[Work item]:
As you restate the entries, keep every word intact and leave out whatever images they hold.

[Input records]:
*** Begin section ***

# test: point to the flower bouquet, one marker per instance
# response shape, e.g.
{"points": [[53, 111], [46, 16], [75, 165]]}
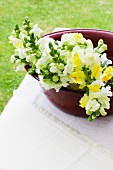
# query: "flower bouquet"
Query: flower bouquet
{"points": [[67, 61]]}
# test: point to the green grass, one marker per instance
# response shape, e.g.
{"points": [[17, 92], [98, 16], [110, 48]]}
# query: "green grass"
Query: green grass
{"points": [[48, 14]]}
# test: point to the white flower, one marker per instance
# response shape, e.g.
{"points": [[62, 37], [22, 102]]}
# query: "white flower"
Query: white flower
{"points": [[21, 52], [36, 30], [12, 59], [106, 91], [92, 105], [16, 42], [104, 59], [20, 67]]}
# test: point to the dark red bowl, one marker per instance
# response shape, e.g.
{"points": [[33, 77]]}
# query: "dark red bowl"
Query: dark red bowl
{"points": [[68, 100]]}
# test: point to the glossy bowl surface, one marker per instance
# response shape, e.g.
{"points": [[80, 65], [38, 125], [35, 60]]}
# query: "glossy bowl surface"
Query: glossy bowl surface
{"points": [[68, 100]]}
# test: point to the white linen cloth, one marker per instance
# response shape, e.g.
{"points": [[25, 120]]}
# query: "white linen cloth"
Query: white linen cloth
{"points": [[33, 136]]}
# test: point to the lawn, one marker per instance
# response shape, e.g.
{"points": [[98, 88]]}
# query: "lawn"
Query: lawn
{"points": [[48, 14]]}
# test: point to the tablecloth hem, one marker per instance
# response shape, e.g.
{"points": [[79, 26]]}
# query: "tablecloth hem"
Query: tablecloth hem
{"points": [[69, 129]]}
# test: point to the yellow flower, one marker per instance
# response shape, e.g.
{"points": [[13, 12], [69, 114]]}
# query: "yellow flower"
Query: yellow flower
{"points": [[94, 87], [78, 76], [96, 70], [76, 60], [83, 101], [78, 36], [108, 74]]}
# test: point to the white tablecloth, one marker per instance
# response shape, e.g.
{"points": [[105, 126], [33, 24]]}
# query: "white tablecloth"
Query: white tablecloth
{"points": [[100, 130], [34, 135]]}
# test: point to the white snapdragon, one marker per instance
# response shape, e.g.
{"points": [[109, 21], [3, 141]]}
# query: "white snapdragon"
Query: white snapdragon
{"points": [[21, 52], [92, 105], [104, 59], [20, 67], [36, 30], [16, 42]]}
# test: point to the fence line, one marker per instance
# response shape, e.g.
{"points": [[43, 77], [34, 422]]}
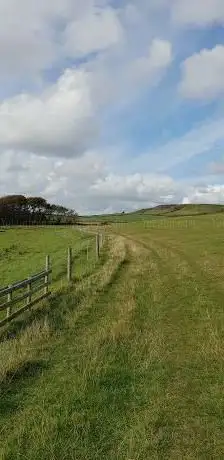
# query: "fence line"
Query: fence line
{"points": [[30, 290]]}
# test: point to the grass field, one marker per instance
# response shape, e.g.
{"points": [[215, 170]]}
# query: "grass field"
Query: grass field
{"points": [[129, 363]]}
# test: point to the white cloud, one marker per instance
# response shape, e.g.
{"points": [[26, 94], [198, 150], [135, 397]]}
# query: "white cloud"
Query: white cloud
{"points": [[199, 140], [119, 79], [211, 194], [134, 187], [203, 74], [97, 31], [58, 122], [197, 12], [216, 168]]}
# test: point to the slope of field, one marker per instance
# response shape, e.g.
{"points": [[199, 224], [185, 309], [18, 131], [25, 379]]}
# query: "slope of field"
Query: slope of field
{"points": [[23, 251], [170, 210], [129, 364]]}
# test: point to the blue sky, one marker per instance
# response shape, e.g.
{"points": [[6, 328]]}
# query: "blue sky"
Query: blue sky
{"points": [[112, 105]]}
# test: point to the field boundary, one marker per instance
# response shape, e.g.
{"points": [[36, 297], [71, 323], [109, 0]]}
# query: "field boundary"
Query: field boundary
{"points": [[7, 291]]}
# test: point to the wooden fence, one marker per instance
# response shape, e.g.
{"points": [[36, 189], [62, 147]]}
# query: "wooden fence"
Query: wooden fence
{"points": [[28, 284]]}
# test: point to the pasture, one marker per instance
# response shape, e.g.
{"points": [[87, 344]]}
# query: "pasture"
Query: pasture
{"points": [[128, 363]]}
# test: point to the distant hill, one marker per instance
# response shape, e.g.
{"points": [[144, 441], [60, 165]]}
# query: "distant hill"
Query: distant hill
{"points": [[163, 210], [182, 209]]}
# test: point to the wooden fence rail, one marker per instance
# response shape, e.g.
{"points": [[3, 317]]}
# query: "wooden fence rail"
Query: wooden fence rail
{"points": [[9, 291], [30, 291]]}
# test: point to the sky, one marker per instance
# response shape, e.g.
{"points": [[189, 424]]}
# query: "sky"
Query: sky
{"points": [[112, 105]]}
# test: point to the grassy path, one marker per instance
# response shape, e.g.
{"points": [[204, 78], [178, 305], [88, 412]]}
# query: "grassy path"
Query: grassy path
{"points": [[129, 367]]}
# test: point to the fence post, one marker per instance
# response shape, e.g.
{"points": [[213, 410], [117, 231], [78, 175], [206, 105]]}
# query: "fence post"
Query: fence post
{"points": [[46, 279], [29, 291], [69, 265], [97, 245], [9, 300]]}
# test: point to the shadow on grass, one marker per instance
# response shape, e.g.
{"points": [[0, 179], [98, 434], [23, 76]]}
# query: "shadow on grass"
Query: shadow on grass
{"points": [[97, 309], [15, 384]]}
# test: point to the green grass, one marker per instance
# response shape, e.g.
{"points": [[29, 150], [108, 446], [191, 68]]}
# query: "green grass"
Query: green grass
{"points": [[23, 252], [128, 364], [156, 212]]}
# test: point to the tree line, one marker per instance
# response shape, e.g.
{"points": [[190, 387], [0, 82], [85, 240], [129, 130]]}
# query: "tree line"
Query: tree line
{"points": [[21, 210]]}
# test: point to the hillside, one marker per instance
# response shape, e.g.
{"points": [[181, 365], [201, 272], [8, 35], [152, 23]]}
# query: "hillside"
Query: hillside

*** End section ***

[Answer to this problem]:
# test: point to the flower bouquet, one marker per instance
# response shape, e.g.
{"points": [[53, 111], [46, 16], [75, 165]]}
# query: "flower bouquet"
Query: flower bouquet
{"points": [[67, 61]]}
# test: point to the green grass, one marker per instance
# response shape, e.g.
{"points": [[17, 92], [98, 16], [110, 48]]}
# query: "green grass"
Query: green grass
{"points": [[48, 14]]}
# test: point to the white flower, one marker per instance
# response shape, e.g.
{"points": [[62, 37], [22, 102]]}
# query: "white flower"
Query: white flower
{"points": [[21, 52], [36, 30], [12, 59], [106, 91], [92, 105], [16, 42], [104, 59], [20, 67]]}
# test: point to the dark red bowl, one marker per instance
# response shape, e.g.
{"points": [[33, 77]]}
# query: "dark red bowl"
Query: dark red bowl
{"points": [[68, 100]]}
# test: point to the glossy bowl surface, one marker per instance
# response shape, e.g.
{"points": [[80, 65], [38, 125], [35, 60]]}
# query: "glossy bowl surface"
Query: glossy bowl surface
{"points": [[68, 100]]}
# test: point to the white linen cloth, one marker per instance
# response shape, e.g.
{"points": [[25, 120]]}
# query: "white linen cloth"
Query: white linen cloth
{"points": [[33, 136]]}
# test: point to the lawn, one marker per instance
# response shape, e.g.
{"points": [[98, 88]]}
# query: "lawn"
Query: lawn
{"points": [[48, 14]]}
# test: point to the tablecloth hem, one marker per instance
# response shape, e.g.
{"points": [[79, 26]]}
# query: "tablecloth hem"
Query: tablecloth hem
{"points": [[69, 129]]}
# test: point to the yellow flower, one marker per instance
# response shape, e.g.
{"points": [[13, 12], [69, 114]]}
# query: "yellow flower"
Query: yellow flower
{"points": [[94, 87], [78, 76], [96, 70], [76, 60], [83, 101], [78, 36], [108, 74]]}
# test: point to the white tablecloth, one marker per instance
# response shape, e.g.
{"points": [[105, 126], [33, 24]]}
# query: "white tablecloth"
Query: white tablecloth
{"points": [[100, 130], [34, 135]]}
# test: point to the white snapdragon, one marker per instance
# response shape, e.g.
{"points": [[109, 21], [3, 141]]}
# query: "white snapdragon"
Query: white snapdragon
{"points": [[21, 52], [92, 105], [104, 59], [20, 67], [36, 30], [16, 42]]}
# test: point to the fence line, one marker per instance
# response shape, e.g.
{"points": [[43, 77], [34, 422]]}
# query: "fence line"
Query: fence line
{"points": [[30, 290]]}
# test: point to the grass field, one marker per instance
# response shape, e.g.
{"points": [[215, 170]]}
# query: "grass field"
Query: grass field
{"points": [[129, 363]]}
# test: point to the white cloud, one marker per instance
# response shape, e.g.
{"points": [[26, 94], [198, 150], [135, 397]]}
# query: "white cloud"
Query: white cloud
{"points": [[199, 140], [119, 79], [211, 194], [134, 187], [203, 74], [97, 31], [58, 122], [197, 12], [216, 168]]}
# test: point to the slope of field, one marker per instance
# response shape, e.g.
{"points": [[199, 224], [185, 309], [18, 131], [25, 379]]}
# query: "slope of field"
Query: slope of field
{"points": [[23, 251], [170, 210], [129, 364]]}
# test: point to the blue sky, one marker per instance
# response shape, e.g.
{"points": [[6, 328]]}
# query: "blue sky"
Query: blue sky
{"points": [[112, 105]]}
# test: point to the field boundary, one marker per instance
# response shape, e.g.
{"points": [[36, 297], [71, 323], [109, 0]]}
# query: "field boundary"
Query: field boundary
{"points": [[7, 291]]}
# test: point to the wooden fence, one marker per instance
# response shape, e.g.
{"points": [[36, 189], [62, 147]]}
# query: "wooden fence"
Query: wooden fence
{"points": [[28, 284]]}
# test: point to the pasture, one marker per instance
# response shape, e.g.
{"points": [[87, 344]]}
# query: "pasture"
Query: pasture
{"points": [[128, 363]]}
# test: point to the distant hill, one marker per instance
# response shape, e.g.
{"points": [[144, 441], [60, 165]]}
# query: "distant hill"
Query: distant hill
{"points": [[163, 210], [182, 209]]}
# test: point to the wooden fence rail, one marker per instance
# response shape, e.g.
{"points": [[3, 317]]}
# query: "wooden fence rail"
Query: wooden fence rail
{"points": [[9, 291], [30, 291]]}
# test: point to the sky, one marker per instance
# response shape, e.g.
{"points": [[189, 424]]}
# query: "sky"
Query: sky
{"points": [[112, 105]]}
# test: point to the grassy path, one marker per instance
# response shape, e.g.
{"points": [[204, 78], [178, 305], [88, 412]]}
# query: "grassy path"
Query: grassy path
{"points": [[129, 367]]}
# test: point to the fence post, one marker per instance
# response shape, e.g.
{"points": [[213, 410], [117, 231], [78, 175], [206, 105]]}
# query: "fence post"
Query: fence post
{"points": [[46, 279], [29, 291], [69, 265], [97, 245], [9, 300]]}
# test: point to the shadow on grass, one marker per instance
# response shape, e.g.
{"points": [[0, 179], [98, 434], [23, 76]]}
# query: "shadow on grass"
Query: shadow on grass
{"points": [[97, 309], [15, 384]]}
# test: point to the green grass, one marker per instance
# response shape, e.g.
{"points": [[29, 150], [108, 446], [191, 68]]}
# query: "green grass"
Query: green grass
{"points": [[23, 252], [128, 364], [156, 212]]}
# test: point to the tree line, one marker per instance
# response shape, e.g.
{"points": [[190, 387], [0, 82], [85, 240], [129, 130]]}
# query: "tree line"
Query: tree line
{"points": [[21, 210]]}
# test: point to the hillside, one marker per instance
# response shape, e.g.
{"points": [[181, 365], [201, 272], [8, 35], [152, 23]]}
# query: "hillside"
Query: hillside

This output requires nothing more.